Work instructions -
Set down all of the entries word for word, omitting the images they contain.

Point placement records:
————

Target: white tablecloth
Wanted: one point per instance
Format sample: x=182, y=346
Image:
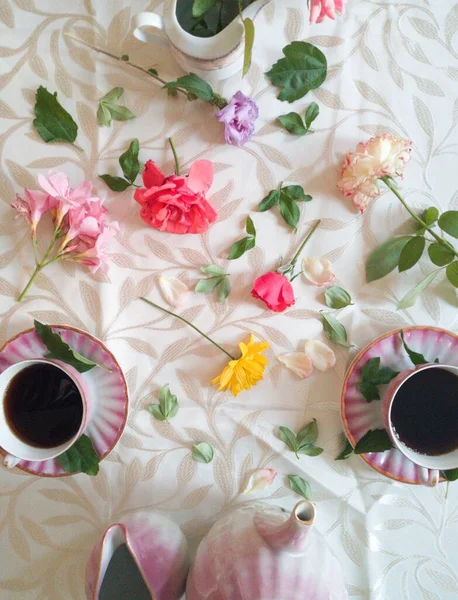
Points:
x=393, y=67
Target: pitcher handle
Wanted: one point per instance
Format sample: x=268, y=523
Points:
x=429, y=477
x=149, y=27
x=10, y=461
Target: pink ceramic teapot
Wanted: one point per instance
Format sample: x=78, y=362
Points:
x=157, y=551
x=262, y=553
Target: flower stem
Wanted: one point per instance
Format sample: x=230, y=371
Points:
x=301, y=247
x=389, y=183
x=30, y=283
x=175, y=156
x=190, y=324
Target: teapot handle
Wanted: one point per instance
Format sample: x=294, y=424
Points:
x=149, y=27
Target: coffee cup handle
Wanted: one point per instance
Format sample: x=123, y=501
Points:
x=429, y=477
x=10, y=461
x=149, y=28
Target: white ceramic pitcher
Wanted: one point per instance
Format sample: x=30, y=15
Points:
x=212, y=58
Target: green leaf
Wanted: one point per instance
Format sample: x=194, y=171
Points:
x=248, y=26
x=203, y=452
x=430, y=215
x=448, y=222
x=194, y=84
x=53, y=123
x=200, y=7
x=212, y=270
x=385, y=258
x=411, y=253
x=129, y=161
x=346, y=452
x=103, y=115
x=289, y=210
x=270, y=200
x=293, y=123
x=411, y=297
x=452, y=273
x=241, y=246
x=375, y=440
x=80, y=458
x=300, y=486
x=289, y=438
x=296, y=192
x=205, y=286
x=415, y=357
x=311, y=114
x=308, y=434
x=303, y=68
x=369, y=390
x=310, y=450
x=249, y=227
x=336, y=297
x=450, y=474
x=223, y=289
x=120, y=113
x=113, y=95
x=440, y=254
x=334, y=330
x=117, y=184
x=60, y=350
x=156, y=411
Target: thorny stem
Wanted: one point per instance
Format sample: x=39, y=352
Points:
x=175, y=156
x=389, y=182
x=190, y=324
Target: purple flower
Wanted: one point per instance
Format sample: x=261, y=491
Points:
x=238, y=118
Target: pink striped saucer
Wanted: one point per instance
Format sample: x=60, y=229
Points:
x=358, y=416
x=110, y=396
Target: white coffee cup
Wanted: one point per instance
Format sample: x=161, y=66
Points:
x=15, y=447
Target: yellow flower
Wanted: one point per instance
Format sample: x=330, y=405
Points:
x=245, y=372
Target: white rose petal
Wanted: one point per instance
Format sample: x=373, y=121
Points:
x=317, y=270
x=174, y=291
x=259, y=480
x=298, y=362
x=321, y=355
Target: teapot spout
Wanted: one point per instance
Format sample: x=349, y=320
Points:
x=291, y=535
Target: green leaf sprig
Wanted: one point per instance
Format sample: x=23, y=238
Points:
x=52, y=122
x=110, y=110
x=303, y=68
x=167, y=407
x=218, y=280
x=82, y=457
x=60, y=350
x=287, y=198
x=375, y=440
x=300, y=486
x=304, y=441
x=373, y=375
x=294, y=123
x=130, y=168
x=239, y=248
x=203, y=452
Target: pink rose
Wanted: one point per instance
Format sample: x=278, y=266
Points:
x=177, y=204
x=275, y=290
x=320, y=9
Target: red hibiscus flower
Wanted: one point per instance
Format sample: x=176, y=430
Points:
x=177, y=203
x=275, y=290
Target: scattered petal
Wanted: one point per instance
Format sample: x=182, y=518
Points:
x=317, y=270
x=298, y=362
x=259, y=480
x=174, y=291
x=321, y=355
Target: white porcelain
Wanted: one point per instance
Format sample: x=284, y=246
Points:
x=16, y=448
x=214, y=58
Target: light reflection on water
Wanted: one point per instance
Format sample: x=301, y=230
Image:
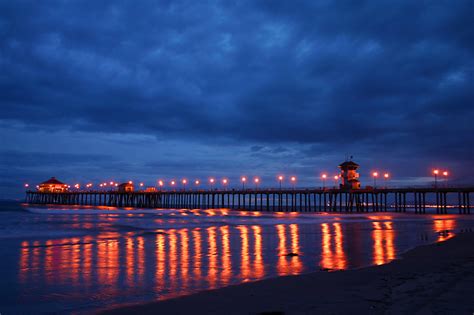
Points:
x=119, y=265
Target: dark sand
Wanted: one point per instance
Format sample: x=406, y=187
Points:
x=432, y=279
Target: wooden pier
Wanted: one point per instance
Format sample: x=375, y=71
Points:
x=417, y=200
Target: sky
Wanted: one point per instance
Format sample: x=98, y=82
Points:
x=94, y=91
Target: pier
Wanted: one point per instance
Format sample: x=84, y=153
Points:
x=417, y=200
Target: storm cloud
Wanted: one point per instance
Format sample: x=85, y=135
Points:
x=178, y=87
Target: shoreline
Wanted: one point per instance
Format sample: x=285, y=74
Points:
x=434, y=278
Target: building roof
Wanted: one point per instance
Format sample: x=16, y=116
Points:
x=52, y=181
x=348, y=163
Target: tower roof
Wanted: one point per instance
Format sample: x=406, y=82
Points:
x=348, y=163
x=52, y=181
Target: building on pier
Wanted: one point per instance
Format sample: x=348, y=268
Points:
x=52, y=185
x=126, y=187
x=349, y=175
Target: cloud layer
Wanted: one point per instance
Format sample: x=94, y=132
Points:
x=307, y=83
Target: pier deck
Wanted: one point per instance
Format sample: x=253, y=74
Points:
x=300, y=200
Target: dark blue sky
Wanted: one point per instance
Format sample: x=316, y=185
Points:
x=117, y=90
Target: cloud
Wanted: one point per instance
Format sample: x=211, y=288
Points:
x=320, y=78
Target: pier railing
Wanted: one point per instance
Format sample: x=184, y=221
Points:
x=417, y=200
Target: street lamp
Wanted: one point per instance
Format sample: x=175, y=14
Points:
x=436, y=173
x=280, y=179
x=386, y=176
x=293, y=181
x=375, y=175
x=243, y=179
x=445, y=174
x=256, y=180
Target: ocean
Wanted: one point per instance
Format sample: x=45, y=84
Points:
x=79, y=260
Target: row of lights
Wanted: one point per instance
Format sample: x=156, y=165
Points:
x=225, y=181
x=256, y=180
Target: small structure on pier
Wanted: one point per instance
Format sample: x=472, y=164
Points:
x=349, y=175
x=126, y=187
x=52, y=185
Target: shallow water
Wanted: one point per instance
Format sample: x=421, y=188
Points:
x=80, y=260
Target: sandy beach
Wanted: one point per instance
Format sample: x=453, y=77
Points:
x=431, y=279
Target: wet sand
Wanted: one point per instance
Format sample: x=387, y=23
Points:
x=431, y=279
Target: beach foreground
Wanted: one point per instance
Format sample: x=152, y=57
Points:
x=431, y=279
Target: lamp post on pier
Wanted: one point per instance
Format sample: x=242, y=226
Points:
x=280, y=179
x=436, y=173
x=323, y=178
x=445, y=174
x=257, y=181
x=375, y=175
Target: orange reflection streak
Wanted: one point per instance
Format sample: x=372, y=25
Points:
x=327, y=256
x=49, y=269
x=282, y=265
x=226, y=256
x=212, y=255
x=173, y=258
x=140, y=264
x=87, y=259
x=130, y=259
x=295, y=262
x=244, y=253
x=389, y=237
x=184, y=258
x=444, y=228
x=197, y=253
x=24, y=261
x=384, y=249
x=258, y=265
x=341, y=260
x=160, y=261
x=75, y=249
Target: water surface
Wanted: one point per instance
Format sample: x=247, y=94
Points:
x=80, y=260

————

Response below -
Target: white tablecloth
Wanted: one point per instance
Format sample: x=182, y=346
Image:
Points:
x=393, y=67
Target: pitcher handle
Wanted: one point per instance
Format sample: x=268, y=523
Points:
x=429, y=477
x=149, y=27
x=10, y=461
Target: pink ceramic teapot
Wanted: one point per instance
Format sample: x=78, y=362
Points:
x=157, y=551
x=262, y=553
Target: flower stem
Wanted: one point per instance
Format sample: x=230, y=371
Points:
x=301, y=247
x=389, y=183
x=30, y=283
x=175, y=156
x=190, y=324
Target: teapot handle
Wanted: one point per instance
Format sample: x=294, y=424
Points:
x=149, y=27
Target: coffee cup handle
Wanted: one point per instance
Format sample: x=123, y=501
Points:
x=429, y=477
x=10, y=461
x=149, y=28
Target: white ceramic pitcher
Wanted: one point per instance
Format sample: x=30, y=15
Points:
x=212, y=58
Target: green leaf
Wanted: one point per instance
Format sample: x=194, y=171
Points:
x=248, y=26
x=203, y=452
x=430, y=215
x=448, y=222
x=194, y=84
x=53, y=123
x=200, y=7
x=212, y=270
x=385, y=258
x=411, y=253
x=129, y=161
x=346, y=452
x=103, y=115
x=289, y=210
x=270, y=200
x=293, y=123
x=411, y=297
x=452, y=273
x=241, y=246
x=375, y=440
x=80, y=458
x=300, y=486
x=289, y=438
x=296, y=192
x=205, y=286
x=415, y=357
x=311, y=114
x=308, y=434
x=303, y=68
x=369, y=390
x=310, y=450
x=249, y=227
x=336, y=297
x=450, y=474
x=223, y=289
x=120, y=113
x=113, y=95
x=440, y=254
x=334, y=330
x=117, y=184
x=60, y=350
x=156, y=411
Target: thorny stem
Wanted: one point per instance
Format sample: x=39, y=352
Points:
x=175, y=156
x=389, y=182
x=190, y=324
Target: purple flower
Wanted: one point per instance
Format sample: x=261, y=491
Points:
x=238, y=118
Target: pink striped saucer
Wanted: one point per instance
Format sample: x=60, y=229
Points:
x=358, y=416
x=110, y=396
Target: white coffee cup
Wanted: one point per instance
Format sample: x=161, y=66
Points:
x=15, y=447
Target: yellow flower
Wanted: one point per instance
Format sample: x=330, y=405
Points:
x=245, y=372
Target: white rose petal
Wanted: one point per instance
Format sample: x=373, y=121
Points:
x=317, y=270
x=174, y=291
x=259, y=480
x=298, y=362
x=321, y=355
Target: teapot spout
Wanted: one point per instance
Format sample: x=349, y=320
Points:
x=291, y=535
Target: green leaf sprig
Wanted: one point per instance
Format sample: x=23, y=238
Points:
x=52, y=122
x=110, y=110
x=303, y=68
x=167, y=407
x=218, y=280
x=82, y=457
x=60, y=350
x=287, y=198
x=375, y=440
x=300, y=486
x=304, y=441
x=373, y=375
x=294, y=123
x=130, y=168
x=239, y=248
x=203, y=452
Target: pink rose
Wanted: one point per instance
Format sample: x=278, y=266
Points:
x=177, y=204
x=275, y=290
x=320, y=9
Target: red hibiscus flower
Wanted: one point per instance
Format sample: x=176, y=430
Points:
x=177, y=203
x=275, y=290
Target: scattered petal
Wanted: one point per instance
Format sample: x=182, y=518
Points:
x=317, y=270
x=298, y=362
x=259, y=480
x=174, y=291
x=321, y=355
Target: white porcelain
Wanted: one point per instance
Format sample: x=284, y=246
Points:
x=16, y=448
x=214, y=58
Target: light reflection on water
Wanted: one point per instance
Format sample: x=301, y=230
Image:
Points:
x=119, y=265
Target: dark sand
Wanted: one point per instance
Format sample: x=406, y=187
Points:
x=432, y=279
Target: wooden pier
Wanted: one point per instance
Format sample: x=375, y=71
Points:
x=417, y=200
Target: sky
Wanted: one point per instance
Format sample: x=98, y=82
Points:
x=94, y=91
Target: pier
Wanted: one point per instance
Format sample: x=84, y=153
Points:
x=417, y=200
Target: storm cloud
Wanted: one point per instance
Format sample: x=85, y=135
Points:
x=178, y=87
Target: shoreline
Wanted: one point per instance
Format sample: x=285, y=74
Points:
x=434, y=278
Target: building roof
Wanted: one point per instance
Format sample: x=16, y=116
Points:
x=52, y=181
x=348, y=163
Target: tower roof
Wanted: one point per instance
Format sample: x=406, y=82
Points:
x=348, y=163
x=52, y=181
Target: building on pier
Wanted: one point per instance
Format sample: x=348, y=268
Points:
x=52, y=185
x=126, y=187
x=349, y=175
Target: cloud layer
Wanted: one point per instance
Format sample: x=94, y=132
Points:
x=307, y=83
Target: pier deck
Wanted: one point per instance
Format sample: x=253, y=74
Points:
x=300, y=200
Target: dark blue sky
Wanted: one point per instance
Format sample: x=316, y=185
Points:
x=117, y=90
Target: cloud
Wanted: one point per instance
Format sample: x=211, y=288
Points:
x=320, y=78
Target: pier railing
Wanted: one point per instance
Format sample: x=184, y=221
Points:
x=417, y=200
Target: street lamp
Wanted: one point per instance
Format sample: x=175, y=14
Points:
x=436, y=173
x=280, y=179
x=386, y=176
x=293, y=181
x=375, y=175
x=243, y=179
x=445, y=174
x=256, y=180
Target: ocean
Wanted: one point per instance
Format sample: x=45, y=84
Points:
x=79, y=260
Target: row of lights
Wanted: one point per instance
Format sample: x=156, y=165
Points:
x=225, y=181
x=256, y=180
Target: small structure on pier
Wanted: one point per instance
Format sample: x=472, y=164
Points:
x=349, y=175
x=126, y=187
x=52, y=185
Target: shallow water
Wanted: one point per instance
Format sample: x=421, y=188
Points:
x=80, y=260
Target: sandy beach
Wanted: one point per instance
Format sample: x=453, y=77
Points:
x=431, y=279
Target: wet sand
Wanted: one point per instance
Format sample: x=387, y=23
Points:
x=431, y=279
Target: beach foreground
Wanted: one point per instance
Format sample: x=152, y=57
Points:
x=431, y=279
Target: lamp post on pier
Wanted: one point per instance
Format sample: x=242, y=226
Points:
x=280, y=179
x=436, y=173
x=323, y=178
x=445, y=174
x=257, y=181
x=375, y=175
Target: orange reflection streak
Wanted: one point per instance
Format sample: x=372, y=25
Points:
x=327, y=256
x=49, y=269
x=282, y=265
x=226, y=256
x=212, y=255
x=173, y=258
x=140, y=264
x=87, y=259
x=130, y=259
x=295, y=262
x=244, y=253
x=389, y=237
x=184, y=258
x=444, y=228
x=197, y=253
x=24, y=261
x=384, y=249
x=258, y=265
x=341, y=260
x=160, y=261
x=75, y=249
Target: water surface
Wanted: one point per instance
Format sample: x=247, y=94
Points:
x=80, y=260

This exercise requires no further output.